• **Requirement**: An exact reproduction of each record is required.
*** Begin section ***
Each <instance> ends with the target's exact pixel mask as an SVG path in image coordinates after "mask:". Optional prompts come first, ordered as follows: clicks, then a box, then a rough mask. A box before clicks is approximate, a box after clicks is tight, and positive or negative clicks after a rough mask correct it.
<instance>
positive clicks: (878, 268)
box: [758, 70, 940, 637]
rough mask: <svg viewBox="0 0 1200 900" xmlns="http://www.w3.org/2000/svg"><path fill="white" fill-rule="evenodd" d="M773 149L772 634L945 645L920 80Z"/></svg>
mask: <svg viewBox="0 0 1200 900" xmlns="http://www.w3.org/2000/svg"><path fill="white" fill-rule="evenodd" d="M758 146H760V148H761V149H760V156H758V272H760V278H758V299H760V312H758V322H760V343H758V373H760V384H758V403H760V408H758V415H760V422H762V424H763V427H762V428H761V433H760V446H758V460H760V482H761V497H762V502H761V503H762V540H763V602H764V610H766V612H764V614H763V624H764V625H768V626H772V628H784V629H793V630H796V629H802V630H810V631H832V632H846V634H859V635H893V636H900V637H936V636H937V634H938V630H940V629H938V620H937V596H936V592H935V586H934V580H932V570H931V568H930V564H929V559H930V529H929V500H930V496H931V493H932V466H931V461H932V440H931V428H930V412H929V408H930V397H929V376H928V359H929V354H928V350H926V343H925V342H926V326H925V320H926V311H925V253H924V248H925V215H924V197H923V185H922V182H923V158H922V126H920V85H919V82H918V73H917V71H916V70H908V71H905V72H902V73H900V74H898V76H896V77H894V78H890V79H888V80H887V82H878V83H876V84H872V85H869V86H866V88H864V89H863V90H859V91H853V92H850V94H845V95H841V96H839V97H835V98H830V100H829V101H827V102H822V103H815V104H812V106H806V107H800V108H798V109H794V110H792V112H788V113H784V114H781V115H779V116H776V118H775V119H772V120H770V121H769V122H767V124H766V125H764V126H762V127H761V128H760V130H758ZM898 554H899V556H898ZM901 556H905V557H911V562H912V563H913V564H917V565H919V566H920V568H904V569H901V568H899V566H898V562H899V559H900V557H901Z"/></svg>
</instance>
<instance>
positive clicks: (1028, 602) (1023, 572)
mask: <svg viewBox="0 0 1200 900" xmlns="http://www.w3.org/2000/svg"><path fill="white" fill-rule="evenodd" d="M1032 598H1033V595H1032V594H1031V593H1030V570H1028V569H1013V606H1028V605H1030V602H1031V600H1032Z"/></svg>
*** End section ***
• **Written reply**:
Each <instance> ends with the target's exact pixel mask as an SVG path in image coordinates after "mask:". Optional prompts come first, ordered as follows: clicks, then a box, then a rough mask. A box before clicks is approximate, a box after clicks is tight, and positive or negative clicks after a rough mask correct it.
<instance>
positive clicks: (878, 268)
box: [758, 70, 940, 637]
rough mask: <svg viewBox="0 0 1200 900" xmlns="http://www.w3.org/2000/svg"><path fill="white" fill-rule="evenodd" d="M773 149L772 634L945 645L920 80Z"/></svg>
mask: <svg viewBox="0 0 1200 900" xmlns="http://www.w3.org/2000/svg"><path fill="white" fill-rule="evenodd" d="M758 146H760V148H761V149H760V156H758V272H760V278H758V299H760V312H758V322H760V343H758V373H760V384H758V403H760V408H758V415H760V422H762V424H763V427H762V428H761V433H760V446H758V460H760V482H761V497H762V502H761V503H762V540H763V602H764V610H766V612H764V614H763V624H764V625H768V626H772V628H784V629H793V630H796V629H802V630H810V631H832V632H846V634H859V635H893V636H900V637H936V636H937V634H938V630H940V629H938V620H937V596H936V592H935V586H934V580H932V570H931V568H930V564H929V559H930V529H929V500H930V496H931V493H932V466H931V461H932V440H931V428H930V412H929V408H930V397H929V376H928V359H929V354H928V350H926V343H925V342H926V326H925V320H926V311H925V253H924V248H925V215H924V197H923V185H922V182H923V158H922V126H920V85H919V82H918V73H917V71H916V70H908V71H905V72H902V73H900V74H898V76H896V77H894V78H890V79H888V80H887V82H878V83H876V84H872V85H869V86H866V88H864V89H863V90H859V91H853V92H850V94H845V95H841V96H839V97H835V98H830V100H829V101H827V102H822V103H815V104H812V106H806V107H800V108H798V109H794V110H792V112H788V113H784V114H781V115H779V116H776V118H775V119H772V120H770V121H769V122H767V124H766V125H764V126H762V127H761V128H760V130H758ZM898 554H899V556H898ZM901 556H905V557H911V562H912V563H913V564H917V565H919V566H920V568H904V569H901V568H899V566H898V562H899V559H900V557H901Z"/></svg>
</instance>
<instance>
positive clicks: (1028, 602) (1023, 572)
mask: <svg viewBox="0 0 1200 900" xmlns="http://www.w3.org/2000/svg"><path fill="white" fill-rule="evenodd" d="M1032 598H1033V595H1032V594H1031V593H1030V570H1028V569H1013V606H1028V605H1030V602H1031V600H1032Z"/></svg>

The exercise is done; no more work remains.